AIM OF THE EXERCISE: Copy the stretch of rows from the line containing "Box every concrete walkway you see." through the line containing "577, 214, 886, 564", keeping every line exactly as it appears.
* Start INPUT DATA *
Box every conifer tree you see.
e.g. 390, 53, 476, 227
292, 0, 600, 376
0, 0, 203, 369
* End INPUT DATA *
* Start INPUT DATA *
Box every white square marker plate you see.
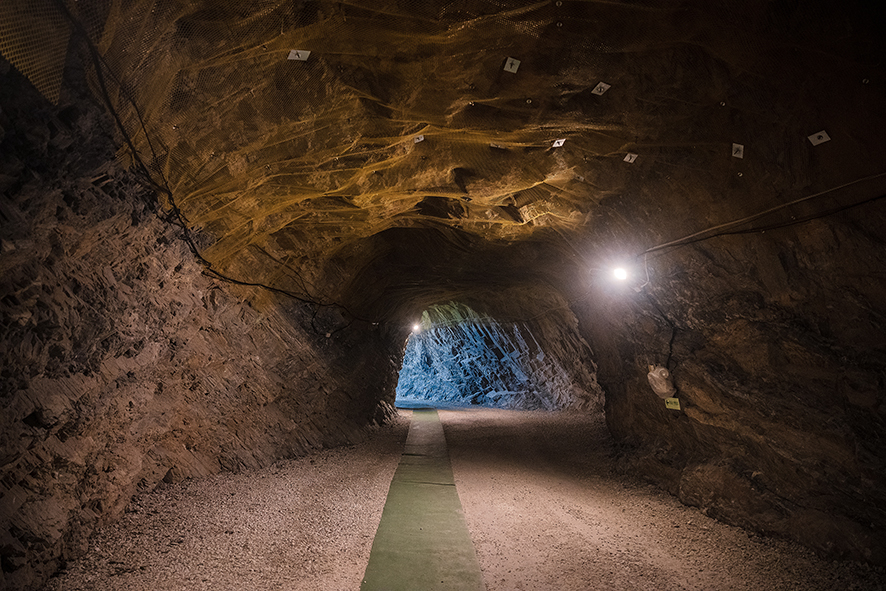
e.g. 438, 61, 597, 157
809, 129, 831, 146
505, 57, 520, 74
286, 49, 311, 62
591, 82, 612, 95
* End INPUT DATA *
* Start INPUT DATA *
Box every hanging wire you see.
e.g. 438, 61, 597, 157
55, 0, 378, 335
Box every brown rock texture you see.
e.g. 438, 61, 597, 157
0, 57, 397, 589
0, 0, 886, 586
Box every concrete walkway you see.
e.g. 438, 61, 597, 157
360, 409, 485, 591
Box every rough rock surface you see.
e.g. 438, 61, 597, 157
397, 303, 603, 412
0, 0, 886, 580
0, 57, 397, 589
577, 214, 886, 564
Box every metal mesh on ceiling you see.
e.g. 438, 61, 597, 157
* End INPUT DATA *
SOLUTION TO THE EXERCISE:
Box every concrete walkway you see.
e.g. 438, 61, 597, 157
360, 409, 485, 591
Box every rough rock surface you see.
e.g. 438, 61, 597, 157
397, 303, 603, 412
0, 0, 886, 580
0, 57, 397, 589
577, 214, 886, 564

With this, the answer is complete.